-- Begin Text block --

David Markun
Contact info: http://www.markun.com/contact.html
Located near Boston, Massachusetts, USA
Major focus is system software in Windows
After my start in application level software,
I began in 1990 to focus on system software
in the undocumented and less-documented areas of Microsoft's operating systems. Often this has meant that I have
used device driver toolkits to deal with non-device-related issues (e.g. filesystems, storage drivers, and network stacks).
I keep contact with the "real world" of end-users and system administrators by doing the
hardware and software support for my own networks of 12+ nodes, and by hosting some Web sites for nonprofit organizations.
Specific experience:
Certain detailed internals of SQL Server.
Filesystems and filesystem filter drivers on Windows Vista/XP/2K/NT.
NDIS network drivers.
Internet protocol internals.
Debugging without source code, undocumented interfaces, 4th party software conflicts.
Detailed work history:
1993-present: Independent software contractor. Projects included:
- Devised a method for duly authorized users to obtain the fallback self-signed certificate SSL_Self_Signed_Fallback created dynamically by SQL Server
2005, 2008, etc. and used to encrypt SQL Server logins.
- For a client in Europe, oversaw the bringing to market of a filesystem for Windows XP/2K/NT and Win9x, using a shared code
base. Worked about half of the project's duration alone, and about half as USA-based remote project leader of a team that grew to 6 developers with three
native languages in addition to English.

-- End Text block --
-- Begin Data excerpts --

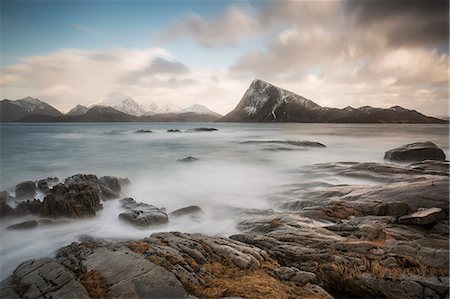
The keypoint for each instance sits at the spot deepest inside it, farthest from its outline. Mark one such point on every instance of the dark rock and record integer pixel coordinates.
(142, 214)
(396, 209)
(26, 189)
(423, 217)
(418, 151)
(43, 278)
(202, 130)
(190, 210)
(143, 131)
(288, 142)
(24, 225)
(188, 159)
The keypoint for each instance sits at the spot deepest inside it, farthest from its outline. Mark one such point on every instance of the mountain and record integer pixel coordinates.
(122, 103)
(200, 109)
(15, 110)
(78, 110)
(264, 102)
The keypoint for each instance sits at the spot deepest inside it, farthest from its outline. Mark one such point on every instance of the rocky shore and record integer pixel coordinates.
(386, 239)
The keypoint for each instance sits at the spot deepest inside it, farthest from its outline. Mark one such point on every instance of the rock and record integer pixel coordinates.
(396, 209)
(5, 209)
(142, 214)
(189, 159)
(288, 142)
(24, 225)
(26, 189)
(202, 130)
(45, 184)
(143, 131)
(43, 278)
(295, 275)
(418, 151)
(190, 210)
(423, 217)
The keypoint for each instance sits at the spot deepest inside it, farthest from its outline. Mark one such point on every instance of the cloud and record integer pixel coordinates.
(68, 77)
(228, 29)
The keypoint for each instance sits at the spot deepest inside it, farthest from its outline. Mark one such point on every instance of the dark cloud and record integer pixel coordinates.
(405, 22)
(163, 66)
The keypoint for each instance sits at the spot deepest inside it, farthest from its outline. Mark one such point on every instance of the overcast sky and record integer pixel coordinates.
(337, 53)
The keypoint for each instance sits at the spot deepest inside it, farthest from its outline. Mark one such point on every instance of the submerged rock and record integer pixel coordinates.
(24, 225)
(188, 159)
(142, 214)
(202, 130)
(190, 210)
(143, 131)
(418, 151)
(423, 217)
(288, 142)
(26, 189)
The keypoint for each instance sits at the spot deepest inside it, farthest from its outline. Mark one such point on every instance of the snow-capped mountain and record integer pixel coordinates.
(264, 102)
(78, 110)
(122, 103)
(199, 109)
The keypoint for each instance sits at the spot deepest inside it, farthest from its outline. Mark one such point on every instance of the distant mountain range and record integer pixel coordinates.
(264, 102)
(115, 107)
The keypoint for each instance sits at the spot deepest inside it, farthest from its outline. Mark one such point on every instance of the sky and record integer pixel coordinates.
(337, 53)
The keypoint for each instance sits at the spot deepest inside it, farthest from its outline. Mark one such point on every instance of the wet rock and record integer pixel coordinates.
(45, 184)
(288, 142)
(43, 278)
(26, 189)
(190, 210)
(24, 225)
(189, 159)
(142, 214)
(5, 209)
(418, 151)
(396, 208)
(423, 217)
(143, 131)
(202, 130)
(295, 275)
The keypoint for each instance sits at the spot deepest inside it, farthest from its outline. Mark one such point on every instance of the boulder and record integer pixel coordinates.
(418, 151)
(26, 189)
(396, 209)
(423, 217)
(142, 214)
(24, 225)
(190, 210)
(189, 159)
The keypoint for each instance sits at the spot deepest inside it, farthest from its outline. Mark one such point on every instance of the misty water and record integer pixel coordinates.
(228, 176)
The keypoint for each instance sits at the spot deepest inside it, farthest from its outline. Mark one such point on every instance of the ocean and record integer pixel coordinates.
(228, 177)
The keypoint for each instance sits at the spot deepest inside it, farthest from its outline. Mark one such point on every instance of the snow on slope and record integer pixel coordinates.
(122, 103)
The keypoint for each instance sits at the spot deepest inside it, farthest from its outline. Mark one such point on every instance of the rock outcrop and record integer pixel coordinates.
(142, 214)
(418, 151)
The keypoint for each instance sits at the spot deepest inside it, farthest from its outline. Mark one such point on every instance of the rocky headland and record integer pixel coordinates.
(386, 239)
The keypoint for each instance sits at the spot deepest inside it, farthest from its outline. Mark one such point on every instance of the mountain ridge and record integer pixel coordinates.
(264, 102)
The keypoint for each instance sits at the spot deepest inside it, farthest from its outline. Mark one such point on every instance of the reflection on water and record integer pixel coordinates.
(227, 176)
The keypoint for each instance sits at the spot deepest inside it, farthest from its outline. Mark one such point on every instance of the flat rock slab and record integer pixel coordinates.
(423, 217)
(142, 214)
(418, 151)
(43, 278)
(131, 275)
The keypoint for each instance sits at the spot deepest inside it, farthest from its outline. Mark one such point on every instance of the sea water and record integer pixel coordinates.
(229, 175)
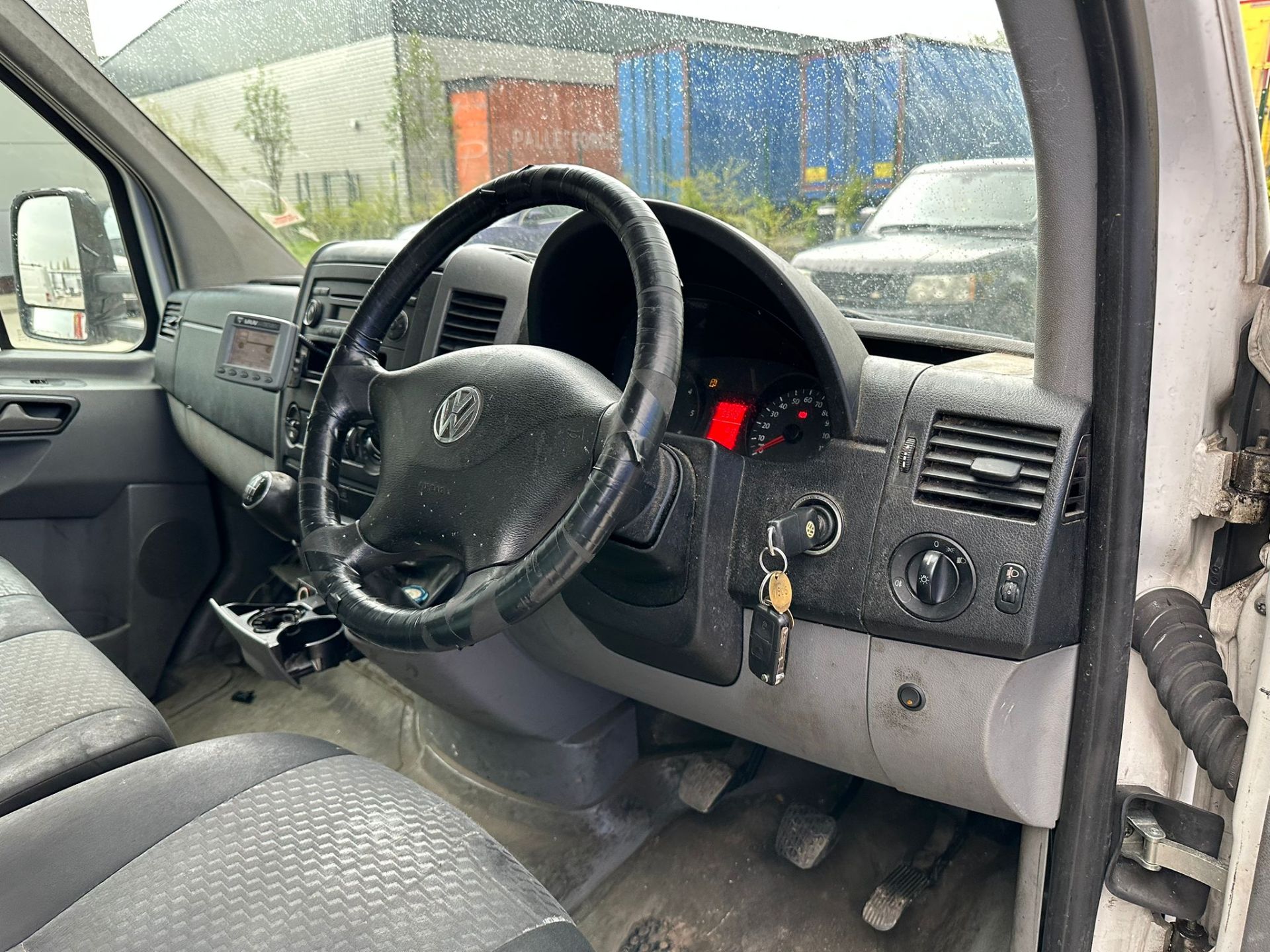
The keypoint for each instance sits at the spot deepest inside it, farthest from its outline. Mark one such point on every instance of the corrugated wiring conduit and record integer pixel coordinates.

-- End Data excerpts --

_Work required_: Summarize the profile of David Markun in two sentences. Work only from the profile, not from the items.

_Task response_: David Markun, located near Boston, Massachusetts, has focused since 1990 on system software in the undocumented and less-documented areas of Microsoft's operating systems, with experience in SQL Server internals, Windows filesystems and filter drivers, NDIS network drivers, Internet protocol internals, and debugging without source code. As an independent software contractor since 1993, Markun devised a method for authorized users to obtain SQL Server's self-signed fallback certificate and oversaw the bringing to market of a Windows filesystem for a client in Europe, partly as remote leader of a team that grew to 6 developers.